▶ _Aim of the exercise_:
For this task, retype the records below exactly.

▶ _Dataset entries_:
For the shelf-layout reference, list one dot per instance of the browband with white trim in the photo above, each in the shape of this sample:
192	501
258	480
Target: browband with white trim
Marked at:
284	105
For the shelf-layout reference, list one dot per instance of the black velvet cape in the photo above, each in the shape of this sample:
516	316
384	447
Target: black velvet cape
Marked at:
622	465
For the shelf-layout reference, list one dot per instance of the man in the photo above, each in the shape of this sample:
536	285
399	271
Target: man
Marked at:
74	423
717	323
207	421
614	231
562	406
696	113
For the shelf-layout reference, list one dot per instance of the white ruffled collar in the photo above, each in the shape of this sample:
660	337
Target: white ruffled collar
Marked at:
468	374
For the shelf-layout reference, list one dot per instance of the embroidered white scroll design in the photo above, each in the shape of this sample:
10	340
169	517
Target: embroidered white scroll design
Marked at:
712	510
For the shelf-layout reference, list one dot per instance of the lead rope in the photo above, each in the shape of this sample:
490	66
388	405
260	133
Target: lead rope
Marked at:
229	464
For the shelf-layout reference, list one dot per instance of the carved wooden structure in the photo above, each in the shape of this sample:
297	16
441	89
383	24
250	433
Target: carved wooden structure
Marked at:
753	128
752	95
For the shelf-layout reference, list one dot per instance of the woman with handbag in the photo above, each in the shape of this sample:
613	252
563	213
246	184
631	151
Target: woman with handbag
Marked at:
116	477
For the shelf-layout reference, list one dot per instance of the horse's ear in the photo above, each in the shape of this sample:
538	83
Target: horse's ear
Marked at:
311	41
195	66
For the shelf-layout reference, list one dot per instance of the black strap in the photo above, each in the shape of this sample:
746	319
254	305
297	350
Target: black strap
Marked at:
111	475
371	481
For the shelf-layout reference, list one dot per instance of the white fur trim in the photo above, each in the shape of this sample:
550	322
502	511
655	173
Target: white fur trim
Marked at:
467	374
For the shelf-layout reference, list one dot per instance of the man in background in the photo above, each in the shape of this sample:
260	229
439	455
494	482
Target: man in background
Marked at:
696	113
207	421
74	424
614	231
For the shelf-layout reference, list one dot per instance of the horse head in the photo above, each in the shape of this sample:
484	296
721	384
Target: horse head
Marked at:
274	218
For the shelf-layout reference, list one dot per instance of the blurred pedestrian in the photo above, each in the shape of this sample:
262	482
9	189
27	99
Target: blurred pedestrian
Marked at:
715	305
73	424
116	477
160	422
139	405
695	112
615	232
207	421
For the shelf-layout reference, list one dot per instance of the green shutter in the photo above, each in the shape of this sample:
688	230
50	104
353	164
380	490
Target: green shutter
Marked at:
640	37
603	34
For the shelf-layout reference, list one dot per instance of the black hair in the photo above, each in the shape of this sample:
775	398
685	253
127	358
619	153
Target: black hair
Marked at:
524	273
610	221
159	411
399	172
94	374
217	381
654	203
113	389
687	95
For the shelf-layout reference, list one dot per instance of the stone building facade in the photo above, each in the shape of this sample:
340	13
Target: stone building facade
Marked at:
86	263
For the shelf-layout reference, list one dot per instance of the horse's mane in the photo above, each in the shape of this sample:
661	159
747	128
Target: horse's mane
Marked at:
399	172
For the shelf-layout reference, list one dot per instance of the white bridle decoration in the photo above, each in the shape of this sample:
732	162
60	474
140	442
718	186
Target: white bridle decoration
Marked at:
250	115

▶ _Response area_:
For the shelf-layout reference, list one dot per instance of the browband with white trim in the photo above, each in the shape of this sample:
192	501
258	480
Target: browband with white trim
Marked at:
284	105
For the shelf-layout reference, list one dot per instance of the black velvet cape in the photo above, each in the shape of this sample:
516	316
384	447
Target: black velvet cape
Marked at:
622	465
For the shelf-layout reference, list one dot per instance of the man in the photo above, each in the shape of this sample:
536	285
399	271
Target: man
Marked at:
74	423
717	323
207	421
614	231
562	406
696	113
For the shelf-layout reference, list one dot per instance of the white ruffled collar in the photo above, each in the shape of this sample:
660	337
Target: white ruffled collar
Marked at:
468	374
For the shelf-layout reference, list one dot per instance of the embroidered white scroll design in the photo above, each in the shape of this sample:
10	340
169	517
Target: embroidered white scroll design
Marked at:
712	510
For the shelf-layout reference, list one dot per instance of the lead rope in the photo above, each in the shape of this sample:
490	66
388	405
260	133
Target: lead rope
Marked at:
229	464
For the shelf-layout reference, list one dot per instance of the carved wooden structure in the photo above, each in the shape of this sample:
297	16
441	89
383	24
250	433
Target: carved wooden structure
Marked at:
753	128
752	95
For the shelf-layout reference, list one dot per instance of the woman with handbag in the photo above, each in the shape of this sample:
613	252
563	213
246	184
631	151
Target: woman with handbag
Marked at:
116	477
For the shelf-layout reference, list one dot per instance of the horse's ear in the photo above, each in the shape of this sample:
538	83
Target: horse's ear
Marked at:
311	41
195	66
For the shelf-layout reference, list one dot per instance of the black strap in the photo above, each in the shape of this sample:
746	319
254	305
297	350
Target: black strap
Marked at:
111	475
371	481
For the shelf-layout reference, list one dot per instance of the white fur trim in the photo above, each in the shape of this sample:
550	322
502	511
655	173
Target: white fur trim
Marked at:
467	374
For the shelf-layout reference, list one dot per instance of the man in background in the photo above, each in the shape of this sample:
260	229
439	455
494	482
Target: man in background
Marked at:
696	113
207	421
74	424
614	231
For the shelf-layout reference, list one dot per instance of the horse head in the photo above, each in the shape of this sample:
484	296
721	384
Target: horse head
Marked at:
274	218
For the shelf-layout reference, list one dot per instance of the blurred pedestrian in the photo above, each in the shape of this sample:
262	482
9	189
27	99
Target: blurred pedestrian
Marked at:
715	305
73	424
116	477
160	422
139	405
695	112
615	232
207	421
For the shelf-layout reference, list one dot per instance of the green shutter in the photo above, each in the shape of this sample:
688	230
50	104
353	164
380	490
Target: green shutter
Marked at:
640	37
603	34
For the shelf-layout reference, list one dot per instance of the black hair in the photo above, each in the shape of this sample:
775	398
685	253
127	358
619	153
Target: black hair
Marked at:
524	273
610	221
159	411
399	172
94	374
217	381
654	203
113	389
687	95
For the shelf-layout reference, list one dot per instance of the stone building facade in the photo above, each in the shape of this sample:
340	13
Target: stone building facade
Marked at:
86	263
For the shelf-layout reference, list one dot per instance of the horse's mane in the photo above, each in the shape of this sample:
661	159
747	128
Target: horse's mane
Marked at:
399	172
For the shelf-layout reference, list one dot per instance of the white bridle decoration in the photo above, each in the shape of this sample:
732	162
60	474
140	442
718	186
Target: white bridle decoration
Marked at:
250	115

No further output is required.